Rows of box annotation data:
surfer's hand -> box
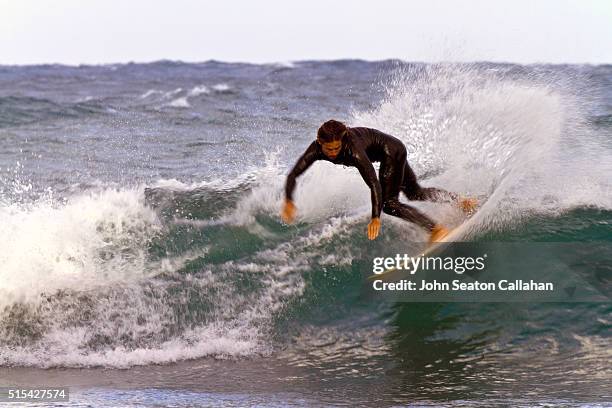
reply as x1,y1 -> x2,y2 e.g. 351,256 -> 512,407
429,224 -> 450,245
368,217 -> 380,240
281,200 -> 297,224
458,197 -> 478,214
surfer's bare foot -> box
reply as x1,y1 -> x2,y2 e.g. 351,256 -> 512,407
458,197 -> 478,214
281,200 -> 297,224
429,224 -> 450,244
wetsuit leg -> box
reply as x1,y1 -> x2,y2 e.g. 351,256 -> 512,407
379,151 -> 435,231
402,162 -> 457,202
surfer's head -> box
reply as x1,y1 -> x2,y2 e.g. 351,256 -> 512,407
317,119 -> 348,159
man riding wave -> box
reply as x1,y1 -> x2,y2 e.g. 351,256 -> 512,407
281,120 -> 476,242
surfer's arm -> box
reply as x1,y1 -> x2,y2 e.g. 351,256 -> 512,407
285,141 -> 318,201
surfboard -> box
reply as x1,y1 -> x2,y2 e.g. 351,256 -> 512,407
368,203 -> 478,281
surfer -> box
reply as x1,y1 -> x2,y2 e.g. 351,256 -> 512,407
281,120 -> 476,242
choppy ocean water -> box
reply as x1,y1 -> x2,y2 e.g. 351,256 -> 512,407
0,60 -> 612,406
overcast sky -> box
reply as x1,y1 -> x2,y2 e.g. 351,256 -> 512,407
0,0 -> 612,64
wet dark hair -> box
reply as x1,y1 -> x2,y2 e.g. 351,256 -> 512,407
317,119 -> 347,143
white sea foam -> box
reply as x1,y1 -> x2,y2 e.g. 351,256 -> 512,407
212,83 -> 231,93
189,85 -> 210,96
168,96 -> 191,108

AIM OF THE EXERCISE: Can you write out all of the records above word for word, leaving out any pictures?

WRITTEN SOLUTION:
surfer's hand -> box
reply as x1,y1 -> x2,y2 e.g. 351,256 -> 512,407
429,224 -> 450,245
368,217 -> 380,240
281,200 -> 297,224
458,197 -> 478,214
surfer's bare foot -> box
reply as x1,y1 -> x2,y2 e.g. 351,256 -> 512,407
458,197 -> 478,214
281,200 -> 297,224
429,224 -> 450,244
wetsuit leg -> box
reply as x1,y1 -> x2,y2 e.g. 351,256 -> 512,407
379,151 -> 435,231
402,162 -> 457,202
surfer's head -> box
reply as x1,y1 -> x2,y2 e.g. 351,256 -> 512,407
317,119 -> 348,159
man riding wave -> box
reply as x1,y1 -> x2,y2 e.g. 351,256 -> 512,407
281,120 -> 476,242
surfer's arm -> box
reply as x1,y1 -> x2,y2 e.g. 351,256 -> 512,407
285,141 -> 318,201
surfboard -> box
reply as x1,y1 -> x2,y2 e.g. 351,256 -> 512,407
368,203 -> 478,281
surfer -> box
reply as x1,y1 -> x2,y2 e.g. 351,256 -> 512,407
281,120 -> 476,242
choppy ocean water -> box
reply as x1,y1 -> x2,y2 e.g. 351,256 -> 512,407
0,60 -> 612,406
overcast sky -> box
reply as x1,y1 -> x2,y2 e.g. 351,256 -> 512,407
0,0 -> 612,64
wet dark hair -> box
reply as x1,y1 -> x2,y2 e.g. 351,256 -> 512,407
317,119 -> 347,143
white sea foam -> box
reply as x1,y1 -> x2,y2 e.g. 351,256 -> 512,407
212,83 -> 231,93
189,85 -> 210,96
168,96 -> 191,108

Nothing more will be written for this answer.